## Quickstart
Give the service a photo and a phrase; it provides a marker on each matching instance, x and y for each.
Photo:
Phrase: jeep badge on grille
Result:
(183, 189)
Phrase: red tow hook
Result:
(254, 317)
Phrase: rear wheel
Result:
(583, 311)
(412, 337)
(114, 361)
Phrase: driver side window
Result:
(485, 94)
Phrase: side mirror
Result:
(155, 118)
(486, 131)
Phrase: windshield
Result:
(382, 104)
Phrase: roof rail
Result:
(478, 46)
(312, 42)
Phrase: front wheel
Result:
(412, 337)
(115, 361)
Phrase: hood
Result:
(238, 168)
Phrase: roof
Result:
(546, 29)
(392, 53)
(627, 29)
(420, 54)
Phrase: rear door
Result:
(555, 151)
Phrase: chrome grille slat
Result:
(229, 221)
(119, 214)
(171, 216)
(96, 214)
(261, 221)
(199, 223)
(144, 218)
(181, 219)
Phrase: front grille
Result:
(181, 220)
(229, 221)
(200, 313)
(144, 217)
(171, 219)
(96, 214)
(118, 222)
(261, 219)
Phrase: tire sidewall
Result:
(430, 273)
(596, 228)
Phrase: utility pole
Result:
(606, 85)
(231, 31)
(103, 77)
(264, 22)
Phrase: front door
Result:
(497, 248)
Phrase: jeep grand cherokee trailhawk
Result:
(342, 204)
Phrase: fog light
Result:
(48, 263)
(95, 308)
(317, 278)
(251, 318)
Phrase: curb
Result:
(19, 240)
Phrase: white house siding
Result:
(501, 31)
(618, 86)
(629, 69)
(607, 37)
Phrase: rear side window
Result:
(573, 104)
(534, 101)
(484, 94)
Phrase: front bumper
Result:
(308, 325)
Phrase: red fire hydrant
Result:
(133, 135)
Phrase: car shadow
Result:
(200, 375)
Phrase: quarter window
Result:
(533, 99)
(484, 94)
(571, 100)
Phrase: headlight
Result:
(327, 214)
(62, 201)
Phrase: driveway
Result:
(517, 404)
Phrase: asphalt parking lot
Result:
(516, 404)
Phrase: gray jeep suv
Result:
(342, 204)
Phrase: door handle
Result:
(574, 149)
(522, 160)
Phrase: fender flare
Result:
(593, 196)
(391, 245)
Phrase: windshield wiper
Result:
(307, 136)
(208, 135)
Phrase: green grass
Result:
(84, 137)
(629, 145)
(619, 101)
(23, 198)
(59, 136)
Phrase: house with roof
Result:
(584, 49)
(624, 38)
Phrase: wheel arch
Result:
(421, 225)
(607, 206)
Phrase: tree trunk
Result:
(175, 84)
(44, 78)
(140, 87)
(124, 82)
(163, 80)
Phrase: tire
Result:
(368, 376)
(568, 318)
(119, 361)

★ ★ ★ ★

Starting at the line that contains "Phrase: rear side window", retype each line through the end of the listing above and nothing else.

OUTPUT BELOW:
Phrase: rear side window
Result:
(573, 104)
(534, 101)
(484, 94)
Phrase: front bumper
Result:
(308, 325)
Phrase: red fire hydrant
Result:
(133, 135)
Phrase: car shadow
Result:
(200, 375)
Phrase: quarter window
Result:
(533, 99)
(484, 94)
(571, 100)
Phrase: headlight
Result:
(327, 214)
(62, 201)
Phrase: driveway
Result:
(517, 404)
Phrase: asphalt parking lot
Result:
(516, 404)
Phrase: gray jeep suv
Result:
(342, 204)
Phrase: door handle
Result:
(574, 149)
(522, 160)
Phrase: fender flare
Result:
(593, 196)
(391, 245)
Phrase: windshield wiper
Result:
(307, 136)
(208, 135)
Phrase: green grass
Result:
(84, 137)
(629, 145)
(619, 101)
(23, 198)
(59, 136)
Phrase: house with roof
Result:
(584, 49)
(624, 38)
Phrase: wheel arch
Result:
(421, 225)
(607, 206)
Phrase: tree trunk
Result:
(175, 84)
(44, 78)
(140, 87)
(124, 82)
(163, 80)
Phrase: tire
Result:
(368, 376)
(568, 318)
(119, 361)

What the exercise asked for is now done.